### [Your objective]
From the line containing "As a warehouse robot's perception module, locate clear" to the last line below, retype everything word for word.

___ Given data

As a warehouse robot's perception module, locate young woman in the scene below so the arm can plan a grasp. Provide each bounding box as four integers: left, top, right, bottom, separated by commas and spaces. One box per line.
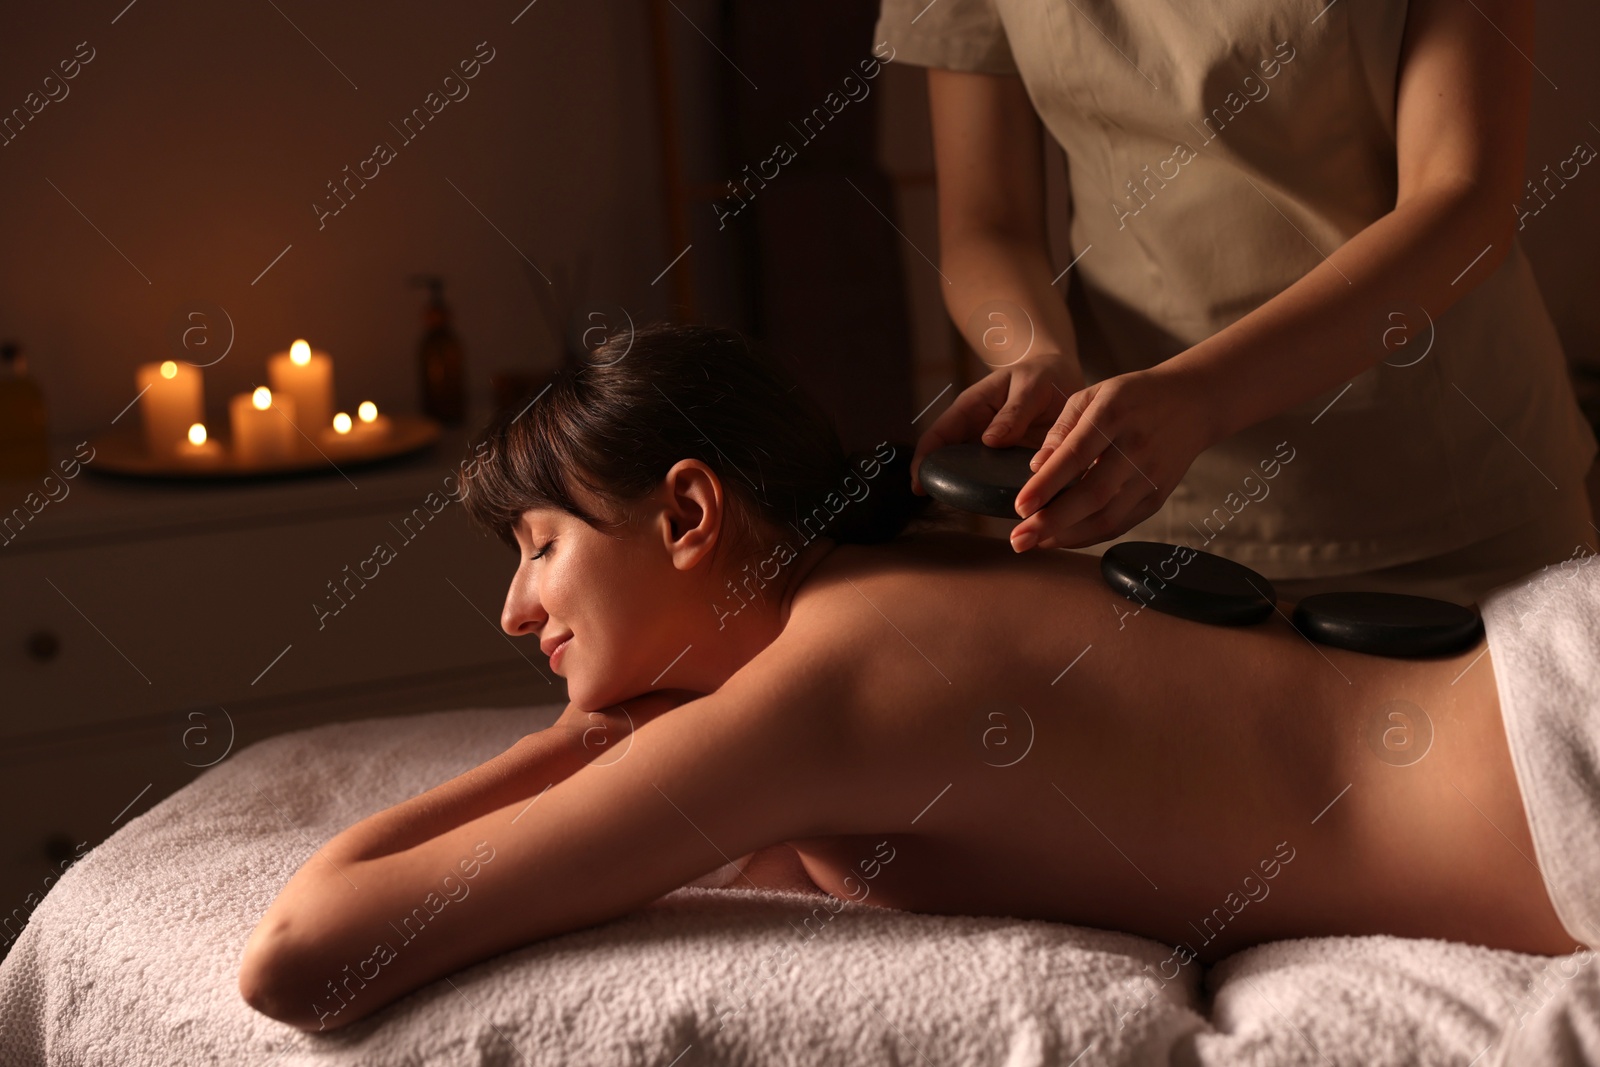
238, 324, 1581, 1033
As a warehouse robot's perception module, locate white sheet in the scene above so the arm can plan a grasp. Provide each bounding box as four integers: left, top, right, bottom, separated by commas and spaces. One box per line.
1480, 555, 1600, 950
0, 703, 1584, 1066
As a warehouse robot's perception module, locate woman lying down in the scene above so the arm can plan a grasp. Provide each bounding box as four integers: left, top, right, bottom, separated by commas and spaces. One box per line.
239, 323, 1599, 1031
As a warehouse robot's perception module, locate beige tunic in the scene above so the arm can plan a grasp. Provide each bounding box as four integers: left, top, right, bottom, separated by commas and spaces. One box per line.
876, 0, 1598, 579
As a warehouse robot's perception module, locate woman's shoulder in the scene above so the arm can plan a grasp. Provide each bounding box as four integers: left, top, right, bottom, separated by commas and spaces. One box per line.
775, 530, 1005, 666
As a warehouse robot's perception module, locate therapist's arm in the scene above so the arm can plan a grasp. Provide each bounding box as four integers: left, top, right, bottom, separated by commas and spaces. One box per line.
911, 68, 1086, 486
1160, 0, 1535, 442
1012, 0, 1543, 545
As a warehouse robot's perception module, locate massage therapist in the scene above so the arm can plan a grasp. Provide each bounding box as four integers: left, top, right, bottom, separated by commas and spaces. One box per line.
878, 0, 1598, 602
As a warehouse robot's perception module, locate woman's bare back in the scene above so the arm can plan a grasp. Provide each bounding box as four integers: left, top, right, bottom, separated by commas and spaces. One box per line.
772, 531, 1575, 959
239, 527, 1578, 1033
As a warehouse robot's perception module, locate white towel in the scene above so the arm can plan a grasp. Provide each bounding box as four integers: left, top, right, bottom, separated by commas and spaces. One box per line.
1478, 551, 1600, 1067
1479, 551, 1600, 949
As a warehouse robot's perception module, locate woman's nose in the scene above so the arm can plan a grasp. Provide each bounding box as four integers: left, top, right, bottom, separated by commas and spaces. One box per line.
501, 580, 543, 637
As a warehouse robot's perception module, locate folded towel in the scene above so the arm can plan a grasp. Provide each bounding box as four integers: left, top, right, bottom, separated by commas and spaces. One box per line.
1478, 551, 1600, 1067
1480, 552, 1600, 950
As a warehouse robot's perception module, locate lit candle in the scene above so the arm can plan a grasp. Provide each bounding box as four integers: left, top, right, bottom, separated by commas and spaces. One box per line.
267, 339, 334, 435
322, 401, 393, 448
322, 409, 354, 447
136, 360, 203, 457
352, 400, 392, 439
175, 421, 223, 464
229, 386, 298, 465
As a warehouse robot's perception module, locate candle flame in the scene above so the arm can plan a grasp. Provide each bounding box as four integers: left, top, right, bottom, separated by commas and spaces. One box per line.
290, 339, 312, 366
252, 386, 272, 410
358, 401, 378, 423
188, 423, 207, 446
333, 412, 352, 434
160, 360, 178, 379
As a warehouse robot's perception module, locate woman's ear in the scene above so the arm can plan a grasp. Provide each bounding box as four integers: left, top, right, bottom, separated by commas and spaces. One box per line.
659, 460, 724, 568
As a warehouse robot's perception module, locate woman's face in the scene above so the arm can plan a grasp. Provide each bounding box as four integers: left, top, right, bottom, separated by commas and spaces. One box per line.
501, 502, 685, 709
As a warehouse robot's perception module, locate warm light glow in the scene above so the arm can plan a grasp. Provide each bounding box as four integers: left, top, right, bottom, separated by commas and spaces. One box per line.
252, 386, 272, 410
187, 423, 207, 446
290, 339, 312, 366
333, 412, 352, 434
358, 401, 378, 423
160, 360, 178, 379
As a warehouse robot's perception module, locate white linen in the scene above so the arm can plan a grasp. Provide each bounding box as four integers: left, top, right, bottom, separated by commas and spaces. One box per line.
1480, 554, 1600, 949
1478, 553, 1600, 1067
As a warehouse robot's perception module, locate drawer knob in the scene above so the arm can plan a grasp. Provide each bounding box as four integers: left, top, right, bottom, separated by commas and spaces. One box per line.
27, 629, 60, 663
42, 832, 79, 867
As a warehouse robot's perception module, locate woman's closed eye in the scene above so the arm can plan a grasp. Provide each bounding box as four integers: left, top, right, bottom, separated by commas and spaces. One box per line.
530, 540, 553, 561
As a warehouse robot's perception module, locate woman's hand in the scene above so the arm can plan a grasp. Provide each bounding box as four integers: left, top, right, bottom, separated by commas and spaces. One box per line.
911, 352, 1087, 494
1008, 363, 1224, 551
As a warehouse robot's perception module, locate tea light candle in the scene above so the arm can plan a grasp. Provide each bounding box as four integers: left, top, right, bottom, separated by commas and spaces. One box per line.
267, 339, 334, 435
323, 409, 354, 447
137, 360, 203, 457
229, 386, 298, 465
323, 401, 393, 447
175, 422, 223, 464
352, 400, 392, 439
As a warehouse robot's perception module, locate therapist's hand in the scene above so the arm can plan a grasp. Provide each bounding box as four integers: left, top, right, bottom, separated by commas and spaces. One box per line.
910, 352, 1087, 495
1009, 363, 1222, 552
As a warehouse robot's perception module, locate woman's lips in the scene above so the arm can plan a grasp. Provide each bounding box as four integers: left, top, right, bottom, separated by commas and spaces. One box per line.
550, 636, 572, 669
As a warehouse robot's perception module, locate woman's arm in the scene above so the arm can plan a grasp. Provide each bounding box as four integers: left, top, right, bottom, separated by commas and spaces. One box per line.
1011, 0, 1539, 547
238, 678, 840, 1032
911, 68, 1087, 488
321, 690, 699, 864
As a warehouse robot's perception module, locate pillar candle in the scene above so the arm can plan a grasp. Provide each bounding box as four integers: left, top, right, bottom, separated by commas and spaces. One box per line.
137, 360, 203, 457
230, 387, 298, 464
267, 339, 334, 435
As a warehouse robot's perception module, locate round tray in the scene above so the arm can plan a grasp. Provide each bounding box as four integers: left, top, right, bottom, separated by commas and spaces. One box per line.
86, 413, 442, 481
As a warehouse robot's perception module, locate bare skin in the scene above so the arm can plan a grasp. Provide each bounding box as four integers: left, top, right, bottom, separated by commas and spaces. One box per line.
238, 460, 1577, 1032
777, 531, 1571, 958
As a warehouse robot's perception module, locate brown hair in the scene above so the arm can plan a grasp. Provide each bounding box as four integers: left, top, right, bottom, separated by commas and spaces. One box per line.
458, 323, 947, 562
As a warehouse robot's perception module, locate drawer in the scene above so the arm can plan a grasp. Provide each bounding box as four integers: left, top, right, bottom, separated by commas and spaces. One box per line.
0, 504, 557, 740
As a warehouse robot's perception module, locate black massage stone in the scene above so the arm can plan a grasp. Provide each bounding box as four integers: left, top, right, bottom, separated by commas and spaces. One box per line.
1291, 592, 1483, 658
1100, 541, 1276, 626
920, 443, 1079, 520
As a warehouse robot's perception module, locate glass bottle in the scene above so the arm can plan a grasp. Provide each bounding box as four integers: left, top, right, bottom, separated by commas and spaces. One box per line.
0, 341, 48, 479
415, 276, 465, 425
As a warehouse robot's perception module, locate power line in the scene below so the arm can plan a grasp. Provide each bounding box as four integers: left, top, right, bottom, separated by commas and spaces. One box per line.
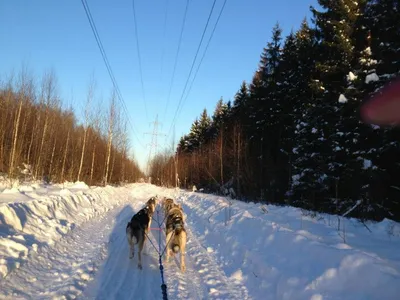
162, 0, 190, 123
159, 0, 170, 87
176, 0, 228, 120
80, 0, 146, 150
167, 0, 218, 137
132, 0, 149, 121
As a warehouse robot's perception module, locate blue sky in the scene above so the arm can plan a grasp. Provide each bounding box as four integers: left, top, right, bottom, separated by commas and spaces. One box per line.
0, 0, 318, 171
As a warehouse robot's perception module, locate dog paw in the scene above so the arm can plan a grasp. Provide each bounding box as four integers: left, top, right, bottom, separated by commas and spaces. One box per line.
129, 254, 133, 259
138, 264, 142, 270
181, 265, 186, 272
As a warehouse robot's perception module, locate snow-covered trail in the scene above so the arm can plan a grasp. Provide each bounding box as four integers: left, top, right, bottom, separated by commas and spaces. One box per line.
0, 183, 247, 299
1, 183, 400, 299
80, 203, 162, 300
81, 195, 249, 300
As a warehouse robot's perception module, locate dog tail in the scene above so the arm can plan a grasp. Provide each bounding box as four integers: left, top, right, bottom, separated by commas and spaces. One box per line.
172, 244, 180, 253
126, 226, 138, 244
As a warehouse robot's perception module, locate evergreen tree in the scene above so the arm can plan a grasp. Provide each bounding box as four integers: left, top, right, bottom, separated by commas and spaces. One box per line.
170, 1, 400, 221
186, 118, 201, 152
299, 0, 367, 211
212, 98, 229, 131
362, 0, 400, 220
197, 108, 212, 146
289, 19, 329, 209
232, 81, 249, 122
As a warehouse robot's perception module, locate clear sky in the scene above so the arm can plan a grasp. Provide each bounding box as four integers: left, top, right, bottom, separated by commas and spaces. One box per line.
0, 0, 319, 171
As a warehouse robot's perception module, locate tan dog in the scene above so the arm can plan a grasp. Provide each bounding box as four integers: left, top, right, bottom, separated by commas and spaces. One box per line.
163, 197, 174, 215
164, 204, 187, 272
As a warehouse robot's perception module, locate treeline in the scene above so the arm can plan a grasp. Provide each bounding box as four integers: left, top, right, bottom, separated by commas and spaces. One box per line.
149, 0, 400, 222
0, 69, 143, 186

______

### [Answer for this exercise]
As a warehouse robot's perception module, locate clear sky in the scene above so the arm can plan a grasp. Provide each bounding box as four integers: left, top, right, bottom, separated by commas and spaces. One box per line.
0, 0, 319, 171
As a warehouse robot's perception module, locate tan dog in the scene above so the arm can plan a grasp. Provide each bounding box as four integers: left, top, right, bottom, separated by commas and spaces. One box per line.
163, 197, 174, 215
164, 204, 187, 272
As a warehouse robot's perception module, locate treeline in the scene above so the arm can plan a grasp. Provide each bounding box as four integers: left, top, right, bottom, separated by commas and spaces. One box per line.
149, 0, 400, 222
0, 69, 143, 186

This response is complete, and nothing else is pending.